— Start of STORED RECORDS —

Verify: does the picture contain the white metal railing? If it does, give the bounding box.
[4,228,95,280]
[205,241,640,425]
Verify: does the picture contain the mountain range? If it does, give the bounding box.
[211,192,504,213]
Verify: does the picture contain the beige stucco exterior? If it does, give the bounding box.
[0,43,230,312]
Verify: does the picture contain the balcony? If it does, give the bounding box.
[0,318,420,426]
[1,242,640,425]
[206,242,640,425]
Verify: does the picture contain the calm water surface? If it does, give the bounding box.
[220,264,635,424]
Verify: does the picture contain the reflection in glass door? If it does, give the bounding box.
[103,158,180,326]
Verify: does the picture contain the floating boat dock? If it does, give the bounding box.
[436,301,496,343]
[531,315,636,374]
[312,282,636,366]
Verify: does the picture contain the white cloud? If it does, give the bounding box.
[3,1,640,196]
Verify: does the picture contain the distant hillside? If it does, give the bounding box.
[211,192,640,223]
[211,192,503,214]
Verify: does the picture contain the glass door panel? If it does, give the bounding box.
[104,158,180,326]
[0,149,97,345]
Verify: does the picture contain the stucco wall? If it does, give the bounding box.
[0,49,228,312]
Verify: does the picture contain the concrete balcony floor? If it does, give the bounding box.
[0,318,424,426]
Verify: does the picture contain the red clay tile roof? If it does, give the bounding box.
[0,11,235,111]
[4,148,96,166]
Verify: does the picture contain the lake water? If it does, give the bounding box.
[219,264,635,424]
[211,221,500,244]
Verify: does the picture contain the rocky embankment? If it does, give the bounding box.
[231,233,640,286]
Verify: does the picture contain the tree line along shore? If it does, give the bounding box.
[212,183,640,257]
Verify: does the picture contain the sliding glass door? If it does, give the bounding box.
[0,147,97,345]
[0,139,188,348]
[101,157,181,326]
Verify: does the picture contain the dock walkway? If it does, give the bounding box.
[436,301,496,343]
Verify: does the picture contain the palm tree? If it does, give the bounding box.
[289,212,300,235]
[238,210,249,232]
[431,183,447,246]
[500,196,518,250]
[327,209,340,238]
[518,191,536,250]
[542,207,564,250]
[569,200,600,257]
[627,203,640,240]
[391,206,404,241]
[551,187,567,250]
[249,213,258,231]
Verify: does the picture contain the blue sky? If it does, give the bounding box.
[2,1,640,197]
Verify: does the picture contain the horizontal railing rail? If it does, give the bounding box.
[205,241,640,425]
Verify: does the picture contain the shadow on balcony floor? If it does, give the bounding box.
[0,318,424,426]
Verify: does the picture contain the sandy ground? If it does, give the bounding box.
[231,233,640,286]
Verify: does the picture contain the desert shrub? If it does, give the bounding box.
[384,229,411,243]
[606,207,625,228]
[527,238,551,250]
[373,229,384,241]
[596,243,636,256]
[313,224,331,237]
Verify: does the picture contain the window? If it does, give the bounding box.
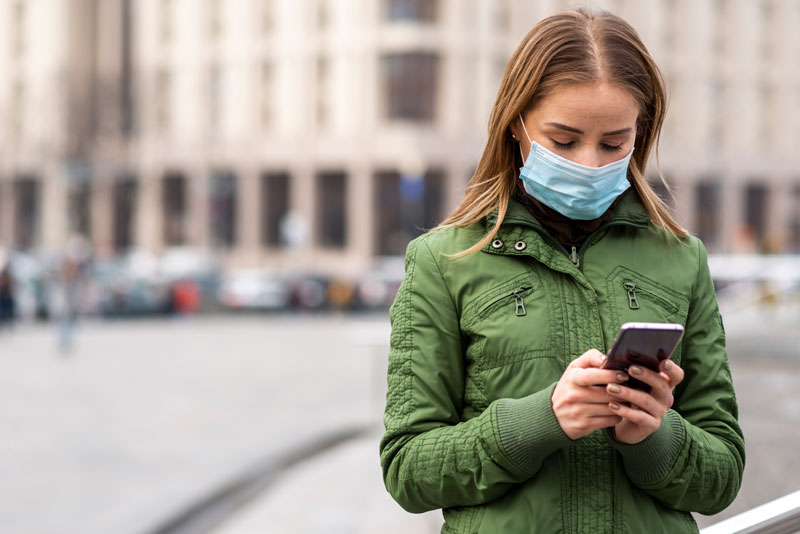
[710,0,730,57]
[708,79,726,151]
[387,0,439,23]
[112,175,138,252]
[495,0,511,33]
[316,171,347,248]
[744,181,769,243]
[317,56,330,126]
[67,182,92,237]
[155,69,171,133]
[9,80,25,141]
[208,65,223,137]
[14,176,41,249]
[695,179,722,246]
[383,52,439,121]
[788,181,800,254]
[209,171,236,248]
[660,0,680,53]
[162,173,187,246]
[374,170,445,255]
[260,61,275,130]
[119,0,134,136]
[261,172,289,247]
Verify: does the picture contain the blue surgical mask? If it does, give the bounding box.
[519,115,633,221]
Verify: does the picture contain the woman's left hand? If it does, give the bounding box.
[606,360,683,444]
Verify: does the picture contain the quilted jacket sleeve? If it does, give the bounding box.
[380,236,570,512]
[614,241,745,514]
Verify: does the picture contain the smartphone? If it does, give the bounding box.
[602,323,683,392]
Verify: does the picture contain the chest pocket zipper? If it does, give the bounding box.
[480,286,533,317]
[622,280,679,314]
[622,282,639,310]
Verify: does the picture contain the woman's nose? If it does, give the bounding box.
[575,149,603,167]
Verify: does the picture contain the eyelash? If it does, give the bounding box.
[551,139,622,152]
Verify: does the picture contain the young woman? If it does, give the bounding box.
[380,6,744,534]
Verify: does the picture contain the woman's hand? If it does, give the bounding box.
[606,360,683,444]
[551,349,638,439]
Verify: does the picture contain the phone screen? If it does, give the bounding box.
[603,323,683,391]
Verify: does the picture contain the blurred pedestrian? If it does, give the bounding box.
[56,255,83,353]
[380,9,745,534]
[0,264,17,327]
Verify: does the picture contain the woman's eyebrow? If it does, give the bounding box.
[546,122,583,135]
[545,122,633,136]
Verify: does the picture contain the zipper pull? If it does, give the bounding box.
[514,289,528,317]
[623,282,639,310]
[569,247,581,268]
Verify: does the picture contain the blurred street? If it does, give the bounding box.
[0,306,800,534]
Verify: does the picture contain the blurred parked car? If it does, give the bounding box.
[90,250,169,317]
[158,247,221,313]
[217,270,292,311]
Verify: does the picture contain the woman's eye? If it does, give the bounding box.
[600,143,622,152]
[551,139,575,150]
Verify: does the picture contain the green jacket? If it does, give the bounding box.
[380,192,744,534]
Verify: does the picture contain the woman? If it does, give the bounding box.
[381,10,744,533]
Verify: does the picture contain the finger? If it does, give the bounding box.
[606,384,667,421]
[628,365,673,408]
[569,349,606,369]
[572,369,629,387]
[609,402,661,431]
[660,360,684,387]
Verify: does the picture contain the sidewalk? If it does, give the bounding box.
[213,430,443,534]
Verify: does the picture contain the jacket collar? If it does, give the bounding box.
[486,188,650,237]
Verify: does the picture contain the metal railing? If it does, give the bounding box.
[700,491,800,534]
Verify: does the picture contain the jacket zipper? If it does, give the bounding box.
[569,247,581,269]
[622,282,639,310]
[481,286,533,317]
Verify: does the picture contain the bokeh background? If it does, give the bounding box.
[0,0,800,534]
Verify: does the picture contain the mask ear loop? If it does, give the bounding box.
[517,112,533,165]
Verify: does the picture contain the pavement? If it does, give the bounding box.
[0,308,800,534]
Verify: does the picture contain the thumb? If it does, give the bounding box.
[569,349,606,369]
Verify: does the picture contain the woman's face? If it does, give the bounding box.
[511,82,639,167]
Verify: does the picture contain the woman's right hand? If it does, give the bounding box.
[550,349,628,440]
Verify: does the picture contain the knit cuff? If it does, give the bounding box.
[606,410,686,485]
[496,384,573,474]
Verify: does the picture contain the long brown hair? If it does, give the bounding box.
[436,8,688,257]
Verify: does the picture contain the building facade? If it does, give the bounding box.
[0,0,800,276]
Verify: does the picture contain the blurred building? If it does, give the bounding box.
[0,0,800,275]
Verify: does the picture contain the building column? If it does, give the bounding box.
[184,168,211,248]
[346,162,375,267]
[0,178,14,250]
[766,176,794,252]
[89,175,114,258]
[41,163,69,252]
[235,168,263,266]
[134,171,164,254]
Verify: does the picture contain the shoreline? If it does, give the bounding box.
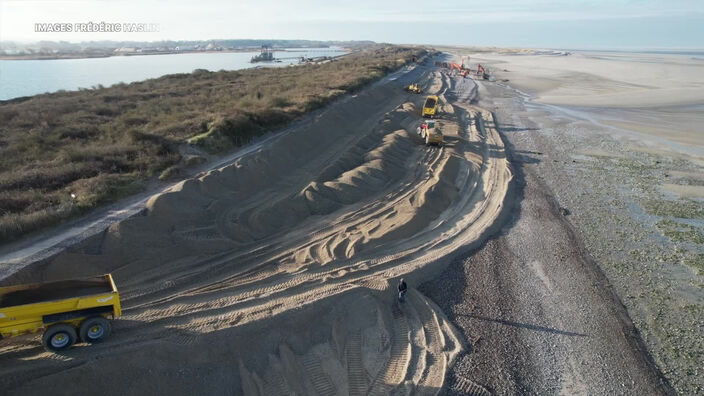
[0,47,352,61]
[462,51,704,394]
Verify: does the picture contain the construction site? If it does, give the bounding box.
[0,50,700,396]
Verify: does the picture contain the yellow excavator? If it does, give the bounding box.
[406,84,423,93]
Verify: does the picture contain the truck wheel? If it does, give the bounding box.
[80,316,111,343]
[42,323,76,352]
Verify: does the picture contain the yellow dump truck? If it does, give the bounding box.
[422,95,438,118]
[0,274,122,352]
[406,84,423,93]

— End of STORED RECORDS —

* _YOUR TASK_
Quote the entire listing above word for word and line for line, leaving out the pictures.

* _CORRECT RESPONSE_
Verify: does the picture contain the white metal railing? If it does, give the bounding box.
[4,228,95,280]
[205,241,640,425]
Verify: does the picture contain the mountain range? If it does, give the bounding box.
[211,192,504,213]
Verify: does the picture contain the beige stucco exterior? If it does, give the bounding box.
[0,43,230,312]
Verify: does the picture contain the balcony? If it does, give the bounding box.
[0,318,420,426]
[1,242,640,425]
[206,242,640,425]
Verify: does the picture contain the calm water surface? If it does, give the bounding box.
[220,264,635,424]
Verify: does the picture contain the reflection in glass door? If it does, give the bounding box.
[103,158,180,326]
Verify: does the picture contain the floating boat dock? If it does, give the bounding box.
[436,301,496,343]
[531,315,636,374]
[312,282,636,366]
Verify: does the picture contain the white cloud? If it does, give the bounding box.
[3,1,640,196]
Verify: does the picture contain the distant hillside? If it does, give the bounding box.
[211,192,640,223]
[211,192,503,214]
Verify: does the picture contain the glass door panel? If it does, give the bounding box.
[104,158,180,326]
[0,149,97,345]
Verify: does the picture contain the stucco wall? If it does, give the bounding box.
[0,49,228,312]
Verify: does the picture contain the concrete balcony floor? If it does, give the bounding box.
[0,318,424,426]
Verify: does the picture contain the red clay tile roof? If it does, give the bounding box.
[0,11,235,111]
[4,148,96,166]
Verify: does the picture contain the lake water? If it does, give the bounding box.
[219,264,635,424]
[211,221,500,244]
Verify: does the picture contain the rocky embankment? If it does, give the bounding box.
[231,233,640,286]
Verify: does the picture contain the tree line along shore? If it does, give the bounding box.
[212,183,640,257]
Verify: does the picture contain the sliding glass door? If it does, give the bounding box.
[0,147,97,345]
[0,139,188,348]
[101,157,181,326]
Verify: does the picture contain the dock walkway? If it does, give the bounding box.
[436,301,496,343]
Verify: does the picture contain the palm tree? If it does, give the bounding box.
[289,212,300,235]
[238,210,249,232]
[431,183,447,246]
[500,196,518,250]
[327,209,340,238]
[518,191,536,250]
[542,207,564,250]
[569,200,600,257]
[627,203,640,240]
[391,206,404,241]
[551,187,567,250]
[249,213,258,231]
Verify: does the picture contain the blue sky? If it does, give the bounding box.
[2,1,640,197]
Verify: does the picture contain the horizontal railing rail? If it does, give the bounding box.
[205,241,640,425]
Verify: does the picture contain the shadow on balcony floor? If it does, give the bounding box.
[0,318,424,426]
Verify: does the picture contain the sandy ground? If it does, give the bounding box.
[231,233,640,286]
Verify: does the picture contain the desert shrub? If it does, give the bounding box.
[384,229,411,243]
[606,207,625,228]
[527,238,551,250]
[373,229,384,241]
[596,243,636,256]
[313,224,331,237]
Verify: does the picture contain the window? If it does, give the bounding box.
[710,0,730,57]
[708,79,726,151]
[387,0,439,23]
[112,175,138,252]
[495,0,511,33]
[316,171,347,248]
[744,181,769,243]
[317,56,330,126]
[67,182,92,237]
[155,69,171,133]
[9,80,25,141]
[208,65,223,137]
[14,176,41,249]
[695,179,722,246]
[383,52,439,121]
[788,181,800,254]
[209,171,236,248]
[660,0,680,53]
[162,173,187,246]
[374,170,445,255]
[260,61,275,130]
[119,0,134,136]
[261,172,289,247]
Verify: does the picture contain the blue surgical mask? If it does, give the bounding box.
[519,115,633,221]
Verify: does the picture contain the woman's left hand? If it does, give the bounding box.
[606,360,683,444]
Verify: does the picture contain the quilted jacket sleeve? If it does, give the bounding box.
[380,236,570,512]
[614,241,745,514]
Verify: does the picture contain the smartphone? If it does, give the bounding box.
[602,323,683,392]
Verify: does the picture contain the chest pocket zipper? If it does, give the bounding box.
[480,286,533,317]
[622,280,679,314]
[622,282,639,310]
Verify: does the picture contain the woman's nose? If it does, give the bounding box.
[575,149,603,167]
Verify: does the picture contain the eyelash? If it does, give the bounding box.
[551,139,622,152]
Verify: does the picture contain the young woman? If it does, give the bounding box.
[380,6,744,534]
Verify: does the picture contain the woman's hand? If it does, give the bounding box.
[606,360,683,444]
[551,349,638,439]
Verify: does the picture contain the phone screen? If it does, give the bounding box.
[603,323,683,391]
Verify: does the picture contain the blurred pedestrian? If it does, give the bounding box.
[56,255,83,353]
[380,9,745,534]
[0,264,17,327]
Verify: does the picture contain the woman's eyebrow? If it does, give the bounding box.
[546,122,583,135]
[545,122,633,136]
Verify: does the picture contain the zipper pull? If it does, give the bounding box.
[514,289,528,317]
[623,282,639,310]
[569,247,581,268]
Verify: does the picture contain the blurred street? If it does, give the bounding box.
[0,306,800,534]
Verify: does the picture contain the blurred parked car? If it does, give the bounding box.
[90,250,169,317]
[158,247,221,313]
[217,270,292,311]
Verify: does the picture contain the woman's eye? If it does, give the bounding box.
[600,143,622,152]
[551,139,575,150]
Verify: does the picture contain the green jacket? If it does, give the bounding box.
[380,192,744,534]
Verify: does the picture contain the woman? If it does, give the bounding box.
[381,10,744,533]
Verify: does the picture contain the finger? If it does, give the bounding box.
[606,384,667,421]
[628,365,673,408]
[569,349,606,369]
[572,369,629,387]
[609,402,661,431]
[660,360,684,387]
Verify: does the picture contain the sidewalk? If it does, give the bounding box.
[213,430,443,534]
Verify: does the picture contain the jacket collar? If it does, give the bounding box.
[486,188,650,237]
Verify: does the picture contain the metal railing? If it does, give the bounding box.
[700,491,800,534]
Verify: does the picture contain the jacket zipper? If it does, give the bounding box.
[569,247,581,269]
[622,282,639,310]
[481,286,533,317]
Verify: does the picture contain the bokeh background? If it does, give the bounding box.
[0,0,800,534]
Verify: does the picture contain the mask ear loop? If it does, give the bounding box.
[517,112,533,165]
Verify: does the picture contain the pavement? If it does, give the bounding box.
[0,308,800,534]
Verify: does the picture contain the thumb? If it does, give the bounding box.
[569,349,606,369]
Verify: does the picture contain the woman's face? If it does, give the bounding box.
[511,82,639,167]
Verify: does the picture contain the woman's right hand? If it does, give the bounding box.
[550,349,628,440]
Verify: does the picture contain the knit cuff? If it does, give the bounding box.
[606,410,686,485]
[496,384,573,474]
Verify: does the picture contain the long brown hair? If it does, give the bounding box.
[436,8,688,257]
Verify: does the picture contain the building facade? If it does, give the bounding box.
[0,0,800,276]
Verify: does the picture contain the blurred building? If it does, give the bounding box.
[0,0,800,275]
Verify: does the picture contain the building column? If it does, give the bounding box.
[184,168,211,248]
[346,162,375,267]
[0,178,14,250]
[766,176,794,252]
[89,175,114,258]
[41,163,69,252]
[235,168,263,266]
[134,171,164,254]
Verify: does the picture contain the shoreline? If it does, give the bounding box.
[0,47,352,61]
[462,51,704,394]
Verify: does the picture contain the construction site? If it does, give the bounding box.
[0,50,700,396]
Verify: does the picture contain the yellow excavator? If it does, give the bounding box.
[406,84,423,93]
Verify: does the picture contain the truck wheel? If it does, give the bounding box.
[80,316,111,343]
[42,323,76,352]
Verify: does the picture contain the yellow dump truck? If it does, give the bounding box.
[422,95,438,118]
[0,274,122,352]
[406,84,423,93]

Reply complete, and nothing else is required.